» **YOUR INSTRUCTIONS**
Continue the extract below on the transgender high school athletes Mack and Andraya, picking up after its final sentence.
── SELECTED EXTRACT ──
The article below focusses on the stories of two young people, Mack and Andraya.
(extract)
"Mack. In three weeks, he'll defend his 6A 110-pound girls' wrestling state title. Mack, 19, is a transgender boy who wrestles girls because the Texas high school athletic association, the University Interscholastic League (UIL), determines gender strictly by birth certificate, a policy approved in 2016 by 586 of 620 superintendents. Mack's certificate reads "female."
The Texas policy contrasts Connecticut's, which allows transgender kids like Andraya Yearwood to compete with whom they identify. Andraya, 16, is a transgender girl who won the 2017 Class M outdoor state titles in the 100 and 200 meters as a freshman. As Mack preps for his tourney, Andraya also prepares for another title run, in indoor track. The two will compete the same weekend, 1,680 miles apart.
Mack, Andraya and transgender athletes like them are focal points in a fight over the future of sports. In events designed to be binary, how does a school, league or governing body deal with athletes who don't neatly check one of the boxes? All transgender athletes face barriers controversies over bathrooms and locker rooms, adoption of non-inclusive policies, overwhelming social pressures but they differ depending on the state where they live.
───
── GIVEN DATA ──
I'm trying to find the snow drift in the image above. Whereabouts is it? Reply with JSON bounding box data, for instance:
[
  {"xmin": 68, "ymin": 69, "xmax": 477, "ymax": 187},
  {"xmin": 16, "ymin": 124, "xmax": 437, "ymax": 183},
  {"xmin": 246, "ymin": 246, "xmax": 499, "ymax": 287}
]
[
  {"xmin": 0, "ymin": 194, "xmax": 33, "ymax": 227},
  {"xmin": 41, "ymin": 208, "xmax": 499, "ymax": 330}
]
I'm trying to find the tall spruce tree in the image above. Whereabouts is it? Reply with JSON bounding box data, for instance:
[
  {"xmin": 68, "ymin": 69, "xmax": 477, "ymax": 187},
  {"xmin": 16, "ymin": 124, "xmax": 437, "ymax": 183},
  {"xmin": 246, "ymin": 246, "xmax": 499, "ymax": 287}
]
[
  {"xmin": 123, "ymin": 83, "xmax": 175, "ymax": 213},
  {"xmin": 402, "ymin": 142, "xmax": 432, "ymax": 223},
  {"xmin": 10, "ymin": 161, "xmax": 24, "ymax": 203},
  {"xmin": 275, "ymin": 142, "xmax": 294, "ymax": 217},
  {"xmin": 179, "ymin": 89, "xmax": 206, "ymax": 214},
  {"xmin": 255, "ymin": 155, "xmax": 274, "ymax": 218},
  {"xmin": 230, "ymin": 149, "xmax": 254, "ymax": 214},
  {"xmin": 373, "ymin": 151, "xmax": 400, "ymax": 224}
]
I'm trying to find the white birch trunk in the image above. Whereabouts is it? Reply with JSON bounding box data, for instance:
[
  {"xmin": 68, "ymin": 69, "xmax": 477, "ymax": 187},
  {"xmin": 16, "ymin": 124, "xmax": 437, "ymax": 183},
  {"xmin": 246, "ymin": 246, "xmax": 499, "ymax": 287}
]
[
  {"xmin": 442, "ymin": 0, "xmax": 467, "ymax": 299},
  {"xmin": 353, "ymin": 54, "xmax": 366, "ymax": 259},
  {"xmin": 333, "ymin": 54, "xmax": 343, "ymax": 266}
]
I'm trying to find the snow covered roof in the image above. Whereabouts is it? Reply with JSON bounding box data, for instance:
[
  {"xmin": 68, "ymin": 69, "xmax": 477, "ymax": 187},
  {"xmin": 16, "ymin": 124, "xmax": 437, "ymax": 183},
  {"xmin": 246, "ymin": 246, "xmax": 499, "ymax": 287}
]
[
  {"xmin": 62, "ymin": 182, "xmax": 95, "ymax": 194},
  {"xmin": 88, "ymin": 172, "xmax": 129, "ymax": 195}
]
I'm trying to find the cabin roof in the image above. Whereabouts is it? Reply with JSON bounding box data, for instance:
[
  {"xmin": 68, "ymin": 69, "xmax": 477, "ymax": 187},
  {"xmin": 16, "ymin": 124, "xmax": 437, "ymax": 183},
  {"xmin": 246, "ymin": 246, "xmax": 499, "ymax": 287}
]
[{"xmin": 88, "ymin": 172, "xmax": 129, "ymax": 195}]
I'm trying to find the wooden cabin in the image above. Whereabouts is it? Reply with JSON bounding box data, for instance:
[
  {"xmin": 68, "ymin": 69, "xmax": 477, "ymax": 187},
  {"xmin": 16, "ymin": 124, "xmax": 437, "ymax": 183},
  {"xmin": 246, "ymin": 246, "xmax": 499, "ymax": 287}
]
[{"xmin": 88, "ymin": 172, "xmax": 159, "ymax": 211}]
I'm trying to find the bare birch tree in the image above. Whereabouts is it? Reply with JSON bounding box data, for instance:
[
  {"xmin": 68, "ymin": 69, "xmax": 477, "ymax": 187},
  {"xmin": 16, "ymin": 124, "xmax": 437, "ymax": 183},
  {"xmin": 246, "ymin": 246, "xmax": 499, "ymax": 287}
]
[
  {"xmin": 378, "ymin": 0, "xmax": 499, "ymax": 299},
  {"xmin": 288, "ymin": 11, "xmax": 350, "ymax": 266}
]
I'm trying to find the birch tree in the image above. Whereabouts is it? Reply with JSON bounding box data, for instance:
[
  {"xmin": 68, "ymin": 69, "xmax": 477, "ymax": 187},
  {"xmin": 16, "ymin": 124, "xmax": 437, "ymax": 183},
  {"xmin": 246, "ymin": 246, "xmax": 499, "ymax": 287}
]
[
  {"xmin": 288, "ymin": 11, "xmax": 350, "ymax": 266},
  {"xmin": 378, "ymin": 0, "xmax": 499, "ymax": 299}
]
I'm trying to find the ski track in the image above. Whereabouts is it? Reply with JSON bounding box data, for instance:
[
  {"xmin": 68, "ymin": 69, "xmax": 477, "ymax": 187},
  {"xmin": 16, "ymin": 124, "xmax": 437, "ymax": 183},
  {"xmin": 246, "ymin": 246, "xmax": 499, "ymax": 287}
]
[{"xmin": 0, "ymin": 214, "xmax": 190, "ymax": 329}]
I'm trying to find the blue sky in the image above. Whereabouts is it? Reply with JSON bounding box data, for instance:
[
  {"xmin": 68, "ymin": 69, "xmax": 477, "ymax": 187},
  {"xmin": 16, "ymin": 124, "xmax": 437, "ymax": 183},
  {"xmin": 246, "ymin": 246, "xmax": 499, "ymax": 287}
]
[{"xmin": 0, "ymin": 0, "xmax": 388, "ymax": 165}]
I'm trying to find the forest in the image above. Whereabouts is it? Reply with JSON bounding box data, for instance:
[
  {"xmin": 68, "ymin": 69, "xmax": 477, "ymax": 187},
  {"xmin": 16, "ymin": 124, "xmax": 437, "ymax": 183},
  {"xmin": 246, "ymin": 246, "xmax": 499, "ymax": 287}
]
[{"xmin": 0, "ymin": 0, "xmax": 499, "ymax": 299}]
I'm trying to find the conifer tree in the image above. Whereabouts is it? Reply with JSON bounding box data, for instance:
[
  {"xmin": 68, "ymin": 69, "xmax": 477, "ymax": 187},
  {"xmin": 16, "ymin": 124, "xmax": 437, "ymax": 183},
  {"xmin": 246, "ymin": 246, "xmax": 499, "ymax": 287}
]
───
» **SOLVED EXERCISE**
The debate is dominated by fear -- of the unknown, of the misunderstood, of shifting public opinion. Parents fear that Andraya and Mack, who is undergoing hormone replacement therapy (HRT), have unfair advantages. Administrators fear that having athletes identify their own gender creates an entanglement of rules. Legislators fear that this distorts the very essence of sport."
www.espn.com/espnw/feature/23592317/how-two-transgender-athletes-fighting-compete-sports-love
They are very moving and compelling individual stories.
In both cases though the girls competing against both young people are affected.
Mack (who wishes to compete in male competitions) has been taking medication which in any other context would be seen as performance enhancing.
Andraya has the advantages of being physically male and in other contexts would not be eligible to compete against girls.